↓

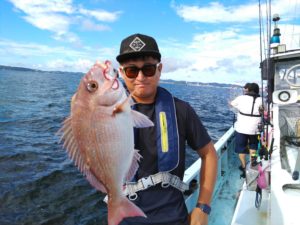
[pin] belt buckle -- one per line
(147, 182)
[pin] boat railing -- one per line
(192, 174)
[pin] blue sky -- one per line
(200, 40)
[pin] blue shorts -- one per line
(244, 142)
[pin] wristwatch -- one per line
(204, 207)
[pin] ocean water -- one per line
(38, 183)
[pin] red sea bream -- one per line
(98, 136)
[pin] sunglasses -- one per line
(148, 70)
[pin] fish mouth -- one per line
(111, 74)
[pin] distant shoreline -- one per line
(2, 67)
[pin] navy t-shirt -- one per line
(165, 206)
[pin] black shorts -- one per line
(244, 142)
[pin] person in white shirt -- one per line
(246, 127)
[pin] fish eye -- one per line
(92, 86)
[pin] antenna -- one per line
(275, 39)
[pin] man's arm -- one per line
(208, 176)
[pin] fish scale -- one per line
(98, 136)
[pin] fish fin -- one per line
(140, 120)
(122, 209)
(122, 106)
(134, 165)
(94, 181)
(70, 144)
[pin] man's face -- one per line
(143, 88)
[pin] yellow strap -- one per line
(164, 132)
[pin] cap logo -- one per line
(137, 44)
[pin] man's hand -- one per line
(198, 217)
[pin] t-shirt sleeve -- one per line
(235, 102)
(197, 136)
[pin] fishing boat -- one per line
(278, 202)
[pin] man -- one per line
(163, 146)
(249, 107)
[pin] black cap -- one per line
(138, 45)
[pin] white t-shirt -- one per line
(247, 124)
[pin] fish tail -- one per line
(124, 208)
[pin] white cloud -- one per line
(100, 14)
(50, 58)
(59, 17)
(216, 12)
(91, 26)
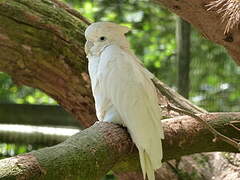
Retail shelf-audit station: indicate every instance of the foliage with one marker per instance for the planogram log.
(214, 75)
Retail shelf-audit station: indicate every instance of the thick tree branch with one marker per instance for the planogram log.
(41, 45)
(106, 146)
(209, 23)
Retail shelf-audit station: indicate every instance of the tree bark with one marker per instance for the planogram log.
(41, 45)
(106, 146)
(209, 23)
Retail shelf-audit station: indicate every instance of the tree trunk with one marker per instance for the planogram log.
(41, 45)
(207, 22)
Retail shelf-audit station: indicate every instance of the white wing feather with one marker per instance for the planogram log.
(127, 85)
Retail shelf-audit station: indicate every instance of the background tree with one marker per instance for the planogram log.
(211, 91)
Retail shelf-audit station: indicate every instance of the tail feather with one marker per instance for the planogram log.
(146, 164)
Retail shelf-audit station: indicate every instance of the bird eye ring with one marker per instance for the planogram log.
(102, 38)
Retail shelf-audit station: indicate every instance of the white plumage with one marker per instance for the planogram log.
(124, 92)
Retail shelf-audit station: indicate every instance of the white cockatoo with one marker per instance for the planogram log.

↑

To do
Your copy should repeat each entry above exactly but contain no pictures.

Solution to this problem
[pin] belt buckle -- one per line
(147, 182)
[pin] boat railing -- one per line
(192, 174)
[pin] blue sky -- one per line
(200, 40)
[pin] blue shorts -- one per line
(244, 142)
[pin] wristwatch -- one per line
(204, 207)
[pin] ocean water -- one per line
(38, 183)
[pin] red sea bream -- one per line
(98, 136)
[pin] sunglasses -- one per line
(148, 70)
[pin] fish mouth -- one per line
(111, 74)
[pin] distant shoreline -- one per line
(2, 67)
[pin] navy t-shirt -- one per line
(165, 206)
[pin] black shorts -- one per line
(244, 142)
[pin] person in white shirt -- one per line
(246, 127)
[pin] fish eye -- one per line
(92, 86)
[pin] antenna -- one per line
(275, 39)
[pin] man's arm -- one per line
(208, 176)
[pin] fish scale -- one per line
(98, 136)
[pin] fish fin -- one per line
(140, 120)
(122, 209)
(122, 106)
(134, 165)
(94, 181)
(70, 144)
[pin] man's face -- one per line
(143, 88)
[pin] yellow strap -- one per line
(164, 132)
[pin] cap logo -- one per line
(137, 44)
[pin] man's hand -- one per line
(198, 217)
[pin] t-shirt sleeve -- one per line
(235, 102)
(197, 136)
[pin] fishing boat -- one per line
(278, 202)
[pin] man -- one per line
(163, 146)
(249, 107)
[pin] black cap -- one per line
(138, 45)
[pin] white t-shirt -- one per line
(247, 124)
[pin] fish tail -- one per line
(124, 208)
[pin] white cloud -- one per line
(100, 14)
(50, 58)
(59, 17)
(216, 12)
(91, 26)
Retail shelf-audit station: indicate every instance of the foliage with one marker per instance for the planogram log.
(214, 75)
Retail shelf-audit station: indicate every instance of the thick tree branch with one marker per instance for the planogram log.
(41, 45)
(106, 146)
(209, 23)
Retail shelf-audit station: indicate every instance of the tree bark with one marker per instance for the planogram log.
(41, 45)
(106, 146)
(209, 23)
Retail shelf-audit station: indicate every instance of the tree trunk with one marker per instance for the planogram log.
(41, 45)
(207, 22)
Retail shelf-audit station: indicate every instance of the white wing feather with one marker per instance for the planogram log.
(127, 85)
Retail shelf-audit station: indicate every instance of the background tree with one marker per instance for the planogram log.
(211, 91)
Retail shelf-audit station: indicate every instance of the tail feather with one marker per instance for the planogram log.
(146, 164)
Retail shelf-audit station: indicate every instance of the bird eye ring with one marker per instance for the planogram log.
(102, 38)
Retail shelf-audit station: indicate every instance of the white plumage with one marker per instance for the planogram log.
(124, 92)
Retail shelf-audit station: indicate every instance of the white cockatoo with one marker per instance for the planogram log.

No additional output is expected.